### Text shown
Showing posts with label Sin. Show all posts
Showing posts with label Sin. Show all posts

Sin, Lies and Believing the Truth

Tim Chester, You Can Change
Sinful acts always have their origin in some form of unbelief. Behind every sin is a lie. The root of all our behavior and emotions is the heart—what it trusts and what it treasures. . . . [Our] problem is futile thinking, darkened understanding, and ignorant hearts. This is the cause of indulgence, impurity, and lust. We sin because we believe the lie that we are better off without God, that his rule is oppressive, that we will be free without him, that sin offers more than God (73-74).

This is a radical view of sin. It means many of our negative emotions are sinful because they’re symptoms of unbelief—the greatest sin and the root sin (75).
Milton Vincent, A Gospel Primer for Christians
There is simply no other way to compete with the forebodings of my conscience, the condemnings of my heart, and the lies of the world and the Devil than to overwhelm such things with daily rehearsings of the gospel (14; emphasis added).
Psalm 62:11-12
One thing God has spoken, two things have I heard: that you, O God, are strong, and that you, O Lord, are loving. Surely you will reward each person according to what he has done.
Aaron Orendorff
In the wake of the powerfully redemptive tone of Psalm 62:11-12a, the close of v. 12 appears at first somewhat disconcerting. To begin with, David opens v. 11 by stating, quite straightforwardly, that when it comes to God there are two basic truths that outshine everything else; two fundamental, divine realities that are absolutely foundational to who God is and what He does: (1) God is strong and (2) God is love. Nothing could be more reassuring and worship inducing (particularly to sinful, hurting people) than those two facts. However (even with these two truths firmly in mind), given my own personal history, the last thing I’d want is for God to then move on to “rewarding” me “according to what [I have] done.” These two thoughts—God’s strong love and just recompense—appear (especially when measured against the brokenness and evil of my own life) at definite odds.

In addition to this particular tension, we read throughout the Psalter statements that likewise seem far to the contrary of the seemingly natural interpretation of v. 12’s close. Statements like, “Enter not into judgment with your servant, for no one living is righteous before you” (Ps. 143:2), and even more plainly, “He does not deal with us according to our sins, nor repay us according to our iniquities” (103:10). Neither of these texts (nor the numerous others like them) sit well with a God who simply “gives us what we deserve.” The close of v. 12, then, cannot simply mean that God is (though at times strong and loving) at the end of the day a God of pure and strict justice, devoid of grace and mercy.

Instead, when placed in context, David is pleading with God to deliver him from his enemies. He is asking for God to vindicate him because (in this instance) he is truly in the right. Part of that vindication is rooted in the belief that God is a God of justice, just as he is a God of strength and love. David is not asserting his inherent status as a more righteous human being than those standing against him; even less is he pitting his life record against God’s perfect standard. He is simply pleading with God to save him from the false and wicked men “attacking” him and speaking lies (62:3). In the face of dire circumstance, David looks to God. He entrusts himself to “him who judges justly” (1 Pet. 2:23).

### Available data
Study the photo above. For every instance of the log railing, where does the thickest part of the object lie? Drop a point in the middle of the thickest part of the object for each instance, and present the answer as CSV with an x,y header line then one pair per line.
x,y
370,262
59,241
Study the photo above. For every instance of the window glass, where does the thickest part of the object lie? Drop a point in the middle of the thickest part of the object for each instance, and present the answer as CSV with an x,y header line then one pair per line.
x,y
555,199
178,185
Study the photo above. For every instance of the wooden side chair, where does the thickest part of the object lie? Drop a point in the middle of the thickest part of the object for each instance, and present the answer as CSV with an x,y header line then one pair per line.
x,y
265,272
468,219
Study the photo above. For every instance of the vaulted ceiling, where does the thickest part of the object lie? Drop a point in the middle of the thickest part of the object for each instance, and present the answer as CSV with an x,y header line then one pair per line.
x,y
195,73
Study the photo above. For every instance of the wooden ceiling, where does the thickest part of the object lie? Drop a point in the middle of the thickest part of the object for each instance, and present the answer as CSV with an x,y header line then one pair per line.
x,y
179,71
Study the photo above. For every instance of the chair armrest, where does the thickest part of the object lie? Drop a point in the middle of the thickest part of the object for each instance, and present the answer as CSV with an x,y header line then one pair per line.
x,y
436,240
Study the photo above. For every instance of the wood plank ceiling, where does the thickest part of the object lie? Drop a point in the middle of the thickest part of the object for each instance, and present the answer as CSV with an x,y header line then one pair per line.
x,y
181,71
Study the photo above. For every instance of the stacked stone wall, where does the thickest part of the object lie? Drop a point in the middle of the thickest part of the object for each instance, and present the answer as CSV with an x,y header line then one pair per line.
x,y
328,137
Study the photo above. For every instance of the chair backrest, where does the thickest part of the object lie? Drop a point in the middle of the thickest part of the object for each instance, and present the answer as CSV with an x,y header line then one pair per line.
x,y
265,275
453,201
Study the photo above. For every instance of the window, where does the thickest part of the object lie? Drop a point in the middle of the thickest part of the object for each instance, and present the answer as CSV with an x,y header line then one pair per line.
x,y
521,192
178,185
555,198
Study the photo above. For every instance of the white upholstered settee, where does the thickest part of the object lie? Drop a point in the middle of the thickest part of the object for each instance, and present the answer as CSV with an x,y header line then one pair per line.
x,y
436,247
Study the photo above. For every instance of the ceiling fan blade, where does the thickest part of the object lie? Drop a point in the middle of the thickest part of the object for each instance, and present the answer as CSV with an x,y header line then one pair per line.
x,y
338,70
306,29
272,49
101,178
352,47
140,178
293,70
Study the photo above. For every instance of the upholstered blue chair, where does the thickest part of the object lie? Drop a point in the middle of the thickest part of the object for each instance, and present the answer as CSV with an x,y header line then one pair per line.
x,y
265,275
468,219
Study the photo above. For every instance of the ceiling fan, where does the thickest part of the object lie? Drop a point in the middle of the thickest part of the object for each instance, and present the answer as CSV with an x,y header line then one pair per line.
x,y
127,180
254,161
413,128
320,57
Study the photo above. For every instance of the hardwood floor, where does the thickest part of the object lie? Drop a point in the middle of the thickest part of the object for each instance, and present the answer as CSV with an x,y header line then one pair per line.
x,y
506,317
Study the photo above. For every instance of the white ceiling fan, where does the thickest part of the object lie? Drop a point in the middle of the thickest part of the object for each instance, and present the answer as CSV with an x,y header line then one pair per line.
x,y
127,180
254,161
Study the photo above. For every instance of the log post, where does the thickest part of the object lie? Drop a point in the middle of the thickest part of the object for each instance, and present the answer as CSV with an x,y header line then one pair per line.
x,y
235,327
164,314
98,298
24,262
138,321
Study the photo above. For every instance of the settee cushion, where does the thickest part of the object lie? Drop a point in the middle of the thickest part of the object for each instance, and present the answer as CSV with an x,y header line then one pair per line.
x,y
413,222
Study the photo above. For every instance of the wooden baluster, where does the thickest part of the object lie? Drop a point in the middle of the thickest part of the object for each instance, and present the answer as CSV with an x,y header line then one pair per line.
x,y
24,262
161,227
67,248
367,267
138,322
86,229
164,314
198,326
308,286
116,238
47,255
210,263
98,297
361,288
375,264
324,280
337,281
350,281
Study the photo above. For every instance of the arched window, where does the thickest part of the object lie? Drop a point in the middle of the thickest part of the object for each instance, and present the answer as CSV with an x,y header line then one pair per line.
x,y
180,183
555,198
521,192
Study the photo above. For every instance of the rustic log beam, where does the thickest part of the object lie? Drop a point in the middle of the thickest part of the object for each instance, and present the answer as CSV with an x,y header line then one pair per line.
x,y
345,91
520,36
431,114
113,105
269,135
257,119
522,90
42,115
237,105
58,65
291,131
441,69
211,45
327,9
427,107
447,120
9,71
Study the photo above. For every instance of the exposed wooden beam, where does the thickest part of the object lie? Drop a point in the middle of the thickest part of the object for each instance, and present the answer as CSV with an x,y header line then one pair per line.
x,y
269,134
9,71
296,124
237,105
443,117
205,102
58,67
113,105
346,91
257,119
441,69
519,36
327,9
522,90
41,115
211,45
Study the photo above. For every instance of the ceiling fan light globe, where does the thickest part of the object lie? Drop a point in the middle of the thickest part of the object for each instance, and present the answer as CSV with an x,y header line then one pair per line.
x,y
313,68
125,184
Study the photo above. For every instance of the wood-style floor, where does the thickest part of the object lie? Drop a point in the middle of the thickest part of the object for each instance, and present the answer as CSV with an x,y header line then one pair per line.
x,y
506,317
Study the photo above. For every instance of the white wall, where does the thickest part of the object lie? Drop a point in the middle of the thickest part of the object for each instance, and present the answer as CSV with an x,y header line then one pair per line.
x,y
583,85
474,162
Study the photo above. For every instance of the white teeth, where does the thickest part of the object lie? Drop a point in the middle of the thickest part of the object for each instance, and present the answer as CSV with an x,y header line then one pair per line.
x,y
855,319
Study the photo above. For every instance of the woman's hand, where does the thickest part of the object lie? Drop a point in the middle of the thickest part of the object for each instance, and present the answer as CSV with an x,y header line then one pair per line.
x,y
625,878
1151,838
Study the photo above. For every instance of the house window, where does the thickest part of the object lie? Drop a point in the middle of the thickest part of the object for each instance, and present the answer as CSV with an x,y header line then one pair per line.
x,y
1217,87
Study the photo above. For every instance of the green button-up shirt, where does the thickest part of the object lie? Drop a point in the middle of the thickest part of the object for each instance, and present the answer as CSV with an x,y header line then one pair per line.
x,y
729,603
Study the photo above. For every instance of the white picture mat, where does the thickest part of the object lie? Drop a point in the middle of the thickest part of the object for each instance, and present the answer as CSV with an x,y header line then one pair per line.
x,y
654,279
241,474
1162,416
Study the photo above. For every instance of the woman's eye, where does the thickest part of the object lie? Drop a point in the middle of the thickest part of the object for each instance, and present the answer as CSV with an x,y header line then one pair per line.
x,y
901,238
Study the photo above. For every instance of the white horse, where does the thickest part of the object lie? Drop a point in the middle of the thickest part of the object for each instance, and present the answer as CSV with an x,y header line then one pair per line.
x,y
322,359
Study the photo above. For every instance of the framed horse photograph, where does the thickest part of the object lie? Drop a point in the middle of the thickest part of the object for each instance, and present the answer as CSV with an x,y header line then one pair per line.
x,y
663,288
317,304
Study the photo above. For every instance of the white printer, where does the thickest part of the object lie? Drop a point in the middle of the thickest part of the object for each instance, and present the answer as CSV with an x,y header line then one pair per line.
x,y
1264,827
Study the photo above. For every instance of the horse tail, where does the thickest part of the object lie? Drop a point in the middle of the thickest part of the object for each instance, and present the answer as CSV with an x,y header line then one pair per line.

### List of tasks
A) According to the post on sin, why does Chester regard many negative emotions as sinful? Answer in one to three sentences.
B) Answer these questions from the post on sin, one answer a line.
(i) In the Chester quotation, what lies behind every sin?
(ii) According to Orendorff, what two truths about God does David state in v. 11?
(iii) In context, what is David pleading with God to do?
C) List every part of the lie that, in the post on sin, Chester says we believe when we sin.
The records play no part in this work.

### Solutions to the problems
A) Chester regards them as sinful because they are symptoms of unbelief. He calls unbelief the greatest sin and the root sin.

B)
(i) A lie.
(ii) God is strong, and God is love.
(iii) To deliver him from his enemies.

C)
- That we are better off without God
- That his rule is oppressive
- That we will be free without him
- That sin offers more than God